#### WRITTEN PROBLEM:
Copy the rows below word for word, starting at the line that contains "of the rocky" and ending at the line that contains "column 368, row 156", with both of those lines included.

------------------------------

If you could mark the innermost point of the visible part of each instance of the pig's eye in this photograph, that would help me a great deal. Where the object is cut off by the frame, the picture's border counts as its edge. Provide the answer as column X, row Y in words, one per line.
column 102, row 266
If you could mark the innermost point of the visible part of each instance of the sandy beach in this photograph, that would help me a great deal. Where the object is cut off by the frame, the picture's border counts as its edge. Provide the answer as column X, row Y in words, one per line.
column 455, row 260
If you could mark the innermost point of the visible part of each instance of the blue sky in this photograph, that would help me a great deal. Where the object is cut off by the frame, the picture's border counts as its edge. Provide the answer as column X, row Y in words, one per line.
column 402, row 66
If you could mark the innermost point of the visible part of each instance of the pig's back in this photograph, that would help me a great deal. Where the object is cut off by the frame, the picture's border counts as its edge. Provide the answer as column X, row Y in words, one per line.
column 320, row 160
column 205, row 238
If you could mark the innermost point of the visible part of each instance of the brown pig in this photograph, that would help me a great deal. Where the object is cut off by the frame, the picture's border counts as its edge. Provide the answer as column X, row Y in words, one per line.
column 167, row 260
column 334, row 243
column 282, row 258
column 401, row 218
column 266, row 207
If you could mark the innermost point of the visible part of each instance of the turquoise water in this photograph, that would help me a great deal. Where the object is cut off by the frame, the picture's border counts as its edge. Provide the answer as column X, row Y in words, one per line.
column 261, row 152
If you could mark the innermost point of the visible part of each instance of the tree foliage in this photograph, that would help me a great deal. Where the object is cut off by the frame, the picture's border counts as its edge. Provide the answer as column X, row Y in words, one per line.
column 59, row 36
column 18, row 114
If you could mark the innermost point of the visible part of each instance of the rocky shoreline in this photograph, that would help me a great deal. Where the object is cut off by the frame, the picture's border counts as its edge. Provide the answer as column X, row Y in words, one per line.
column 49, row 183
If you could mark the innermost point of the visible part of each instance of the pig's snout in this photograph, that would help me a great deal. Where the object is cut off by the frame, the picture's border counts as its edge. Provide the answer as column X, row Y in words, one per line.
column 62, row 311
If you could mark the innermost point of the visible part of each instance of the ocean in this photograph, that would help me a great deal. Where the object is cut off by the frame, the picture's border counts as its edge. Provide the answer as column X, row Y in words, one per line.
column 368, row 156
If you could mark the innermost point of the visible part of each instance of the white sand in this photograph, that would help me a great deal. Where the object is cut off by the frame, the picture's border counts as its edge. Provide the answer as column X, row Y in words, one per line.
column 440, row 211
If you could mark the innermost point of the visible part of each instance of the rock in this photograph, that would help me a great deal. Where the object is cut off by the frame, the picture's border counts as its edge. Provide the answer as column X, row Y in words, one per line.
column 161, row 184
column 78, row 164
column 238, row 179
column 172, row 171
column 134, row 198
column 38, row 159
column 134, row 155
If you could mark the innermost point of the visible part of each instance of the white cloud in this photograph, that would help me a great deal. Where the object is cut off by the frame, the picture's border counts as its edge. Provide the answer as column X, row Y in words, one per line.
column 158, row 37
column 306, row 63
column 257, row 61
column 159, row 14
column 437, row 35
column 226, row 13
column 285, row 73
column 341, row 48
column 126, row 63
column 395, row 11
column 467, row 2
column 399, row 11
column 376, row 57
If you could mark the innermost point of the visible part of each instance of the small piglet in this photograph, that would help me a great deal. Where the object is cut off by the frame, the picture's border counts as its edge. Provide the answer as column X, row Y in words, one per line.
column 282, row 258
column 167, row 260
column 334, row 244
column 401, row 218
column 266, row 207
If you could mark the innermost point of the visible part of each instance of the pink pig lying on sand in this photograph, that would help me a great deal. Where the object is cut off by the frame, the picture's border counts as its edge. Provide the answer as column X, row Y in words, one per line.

------------------------------

#### COMPLETE RESPONSE:
If you could mark the innermost point of the visible part of each instance of the rocky shoreline in this photograph, that would help me a great deal. Where the object is cut off by the frame, the picture's border counts as its edge. Provide the answer as column X, row Y in words, one per line.
column 49, row 183
If you could mark the innermost point of the visible part of each instance of the pig's snout in this photograph, that would help me a great deal. Where the object is cut off by the frame, the picture's border counts as its edge. Provide the answer as column X, row Y in words, one per line.
column 62, row 311
If you could mark the innermost point of the visible part of each instance of the ocean in this photograph, that would help me a great deal. Where the object is cut off by the frame, the picture's border counts as its edge. Provide the answer as column X, row Y in words, one per line.
column 368, row 156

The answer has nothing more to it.